* [Data for review]
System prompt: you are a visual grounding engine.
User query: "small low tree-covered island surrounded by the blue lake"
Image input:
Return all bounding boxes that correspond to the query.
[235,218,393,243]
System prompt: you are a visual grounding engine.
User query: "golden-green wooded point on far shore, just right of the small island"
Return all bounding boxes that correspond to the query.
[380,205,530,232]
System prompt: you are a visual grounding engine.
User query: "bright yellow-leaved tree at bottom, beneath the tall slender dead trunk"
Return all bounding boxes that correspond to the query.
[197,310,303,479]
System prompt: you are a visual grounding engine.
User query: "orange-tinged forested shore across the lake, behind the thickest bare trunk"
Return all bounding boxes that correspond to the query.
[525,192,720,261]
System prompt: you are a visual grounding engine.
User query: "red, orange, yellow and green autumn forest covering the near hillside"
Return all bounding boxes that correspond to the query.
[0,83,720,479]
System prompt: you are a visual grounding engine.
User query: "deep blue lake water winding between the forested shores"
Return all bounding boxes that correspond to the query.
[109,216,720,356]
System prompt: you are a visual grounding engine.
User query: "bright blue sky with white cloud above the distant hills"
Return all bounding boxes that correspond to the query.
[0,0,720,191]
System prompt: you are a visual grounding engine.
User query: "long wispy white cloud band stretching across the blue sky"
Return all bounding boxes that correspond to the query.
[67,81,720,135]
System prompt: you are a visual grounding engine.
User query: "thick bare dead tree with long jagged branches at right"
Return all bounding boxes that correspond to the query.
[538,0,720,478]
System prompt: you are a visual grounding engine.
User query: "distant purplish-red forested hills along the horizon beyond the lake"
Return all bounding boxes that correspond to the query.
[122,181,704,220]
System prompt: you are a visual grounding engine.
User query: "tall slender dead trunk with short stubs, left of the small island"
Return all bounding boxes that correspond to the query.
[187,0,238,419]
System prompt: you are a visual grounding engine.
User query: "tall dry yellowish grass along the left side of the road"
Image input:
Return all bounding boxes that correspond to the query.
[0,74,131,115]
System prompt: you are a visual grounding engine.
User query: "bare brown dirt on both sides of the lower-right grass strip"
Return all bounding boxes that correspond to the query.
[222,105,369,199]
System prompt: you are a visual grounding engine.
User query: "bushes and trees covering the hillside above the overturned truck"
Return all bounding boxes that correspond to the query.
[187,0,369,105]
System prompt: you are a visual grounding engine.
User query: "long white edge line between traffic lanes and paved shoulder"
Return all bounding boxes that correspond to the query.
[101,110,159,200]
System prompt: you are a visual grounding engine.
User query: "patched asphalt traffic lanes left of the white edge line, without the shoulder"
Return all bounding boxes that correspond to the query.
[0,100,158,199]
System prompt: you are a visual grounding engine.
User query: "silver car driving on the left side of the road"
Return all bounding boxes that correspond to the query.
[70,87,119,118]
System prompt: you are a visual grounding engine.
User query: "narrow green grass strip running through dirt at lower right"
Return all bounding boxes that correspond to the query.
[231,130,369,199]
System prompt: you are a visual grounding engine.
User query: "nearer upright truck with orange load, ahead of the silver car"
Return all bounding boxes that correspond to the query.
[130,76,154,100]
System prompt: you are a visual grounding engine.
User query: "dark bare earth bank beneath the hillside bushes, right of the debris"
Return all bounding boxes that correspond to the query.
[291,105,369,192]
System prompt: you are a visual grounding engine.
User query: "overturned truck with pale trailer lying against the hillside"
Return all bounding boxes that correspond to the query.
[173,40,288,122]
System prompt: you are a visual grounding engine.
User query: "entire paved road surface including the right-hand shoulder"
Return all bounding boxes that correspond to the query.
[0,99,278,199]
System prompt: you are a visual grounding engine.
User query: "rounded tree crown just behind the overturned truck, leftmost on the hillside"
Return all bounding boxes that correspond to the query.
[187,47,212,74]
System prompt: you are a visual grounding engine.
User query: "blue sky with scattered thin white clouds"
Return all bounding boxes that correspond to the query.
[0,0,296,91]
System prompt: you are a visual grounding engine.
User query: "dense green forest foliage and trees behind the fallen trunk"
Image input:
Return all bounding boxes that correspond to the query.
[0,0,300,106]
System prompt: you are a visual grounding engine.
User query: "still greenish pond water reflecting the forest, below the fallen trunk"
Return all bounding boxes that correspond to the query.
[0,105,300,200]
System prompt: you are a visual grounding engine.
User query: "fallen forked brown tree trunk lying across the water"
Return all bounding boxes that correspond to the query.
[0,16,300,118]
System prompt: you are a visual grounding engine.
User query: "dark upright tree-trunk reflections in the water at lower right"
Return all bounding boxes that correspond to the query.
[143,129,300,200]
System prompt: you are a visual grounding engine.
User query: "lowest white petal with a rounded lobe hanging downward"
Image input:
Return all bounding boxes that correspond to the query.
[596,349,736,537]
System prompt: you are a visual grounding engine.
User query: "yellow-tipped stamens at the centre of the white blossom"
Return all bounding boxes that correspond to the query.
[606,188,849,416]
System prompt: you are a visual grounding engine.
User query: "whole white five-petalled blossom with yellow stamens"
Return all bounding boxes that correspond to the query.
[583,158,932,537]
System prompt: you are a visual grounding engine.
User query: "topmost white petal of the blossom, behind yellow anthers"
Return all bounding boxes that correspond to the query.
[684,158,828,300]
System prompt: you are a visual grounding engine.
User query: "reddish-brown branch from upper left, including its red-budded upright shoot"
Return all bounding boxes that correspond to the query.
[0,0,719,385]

* [Problem to work on] Once you have read the records, repeat them all exactly.

* [Answer to the exercise]
System prompt: you are a visual grounding engine.
User query: "small low tree-covered island surrounded by the blue lake"
Image input:
Return all bounding boxes that correspond to the query.
[235,218,393,243]
System prompt: you are a visual grounding engine.
User query: "golden-green wooded point on far shore, just right of the small island"
Return all bounding boxes that correspond to the query.
[380,205,530,232]
System prompt: you are a visual grounding engine.
User query: "bright yellow-leaved tree at bottom, beneath the tall slender dead trunk"
Return all bounding boxes that correspond to the query.
[197,310,303,479]
System prompt: you are a visual grounding engine.
User query: "orange-tinged forested shore across the lake, behind the thickest bare trunk"
Return all bounding boxes that correspond to the query.
[525,192,720,261]
System prompt: you are a visual grounding engine.
User query: "red, orange, yellow and green autumn forest covering the near hillside"
Return all bounding boxes that correspond to the query.
[0,83,720,479]
System prompt: you are a visual grounding engine.
User query: "deep blue lake water winding between the forested shores"
Return all bounding boxes that correspond to the query.
[109,216,720,356]
System prompt: you are a visual grounding engine.
User query: "bright blue sky with white cloud above the distant hills"
Return all bounding boxes that correspond to the query.
[0,0,720,191]
System prompt: you are a visual grounding engine.
User query: "long wispy white cloud band stretching across the blue sky"
Return all bounding boxes that correspond to the query.
[67,81,720,135]
System prompt: you are a visual grounding engine.
User query: "thick bare dead tree with long jagged branches at right"
Return all bounding boxes that correspond to the query.
[538,0,720,478]
System prompt: you are a visual grounding engine.
User query: "distant purplish-red forested hills along the horizon beyond the lake"
Return all bounding boxes that correspond to the query.
[122,181,704,220]
System prompt: you are a visual grounding engine.
User query: "tall slender dead trunk with short stubs, left of the small island"
Return all bounding boxes that correspond to the query.
[187,0,238,419]
System prompt: you are a visual grounding engine.
User query: "tall dry yellowish grass along the left side of the road"
Image input:
Return all bounding boxes that correspond to the query.
[0,74,131,115]
System prompt: you are a visual grounding engine.
User query: "bare brown dirt on both sides of the lower-right grass strip"
Return all bounding boxes that correspond to the query.
[222,105,369,199]
System prompt: you are a visual grounding engine.
User query: "bushes and trees covering the hillside above the overturned truck"
Return all bounding boxes that correspond to the query.
[187,0,369,105]
System prompt: you are a visual grounding engine.
User query: "long white edge line between traffic lanes and paved shoulder"
Return all bounding boxes that correspond to the query.
[101,110,159,200]
System prompt: you are a visual grounding engine.
User query: "patched asphalt traffic lanes left of the white edge line, without the shoulder"
Return all bounding boxes that correspond to the query.
[0,100,158,199]
System prompt: you are a visual grounding engine.
User query: "silver car driving on the left side of the road"
Return all bounding boxes that correspond to the query.
[70,87,119,118]
System prompt: you are a visual grounding engine.
User query: "narrow green grass strip running through dirt at lower right"
Return all bounding boxes that correspond to the query.
[231,130,369,199]
System prompt: you are a visual grounding engine.
User query: "nearer upright truck with orange load, ahead of the silver car"
Return all bounding boxes that correspond to the query.
[130,76,154,100]
System prompt: you are a visual grounding engine.
User query: "dark bare earth bank beneath the hillside bushes, right of the debris"
Return all bounding boxes that correspond to the query.
[291,105,369,192]
System prompt: you are a visual grounding engine.
User query: "overturned truck with pale trailer lying against the hillside"
Return all bounding boxes that correspond to the query.
[173,40,288,122]
System prompt: you are a visual grounding engine.
User query: "entire paved road surface including the right-hand shoulder"
Return all bounding boxes that correspond to the query.
[0,99,278,199]
System prompt: you are a visual grounding engine.
User query: "rounded tree crown just behind the overturned truck, leftmost on the hillside"
Return all bounding boxes that correspond to the query.
[187,47,212,74]
System prompt: you are a visual grounding engine.
User query: "blue sky with scattered thin white clouds"
Return all bounding boxes that correspond to the query.
[0,0,296,91]
System prompt: you are a visual grounding engine.
User query: "dense green forest foliage and trees behind the fallen trunk"
Image input:
Return all bounding boxes that correspond to the query.
[0,0,300,106]
System prompt: you are a visual grounding engine.
User query: "still greenish pond water reflecting the forest, below the fallen trunk"
Return all bounding boxes that correspond to the query.
[0,105,300,200]
System prompt: you are a visual grounding engine.
User query: "fallen forked brown tree trunk lying across the water"
Return all bounding boxes that correspond to the query.
[0,16,300,118]
System prompt: you are a visual grounding engine.
User query: "dark upright tree-trunk reflections in the water at lower right"
Return all bounding boxes that correspond to the query.
[143,129,300,200]
System prompt: you are a visual grounding engine.
User query: "lowest white petal with a rounded lobe hanging downward"
Image input:
Return all bounding boxes that correspond to the query.
[596,349,736,537]
System prompt: you are a visual grounding engine.
User query: "yellow-tipped stamens at the centre of the white blossom"
Return all bounding boxes that correspond to the query.
[606,188,849,416]
System prompt: you are a visual grounding engine.
User query: "whole white five-petalled blossom with yellow stamens"
Return all bounding boxes that correspond to the query.
[583,158,932,537]
System prompt: you are a visual grounding engine.
User query: "topmost white petal of the blossom, behind yellow anthers"
Return all bounding boxes that correspond to the query.
[684,158,828,300]
System prompt: you are a visual grounding engine.
User query: "reddish-brown branch from upper left, including its red-budded upright shoot"
Return all bounding boxes that correspond to the query.
[0,0,719,385]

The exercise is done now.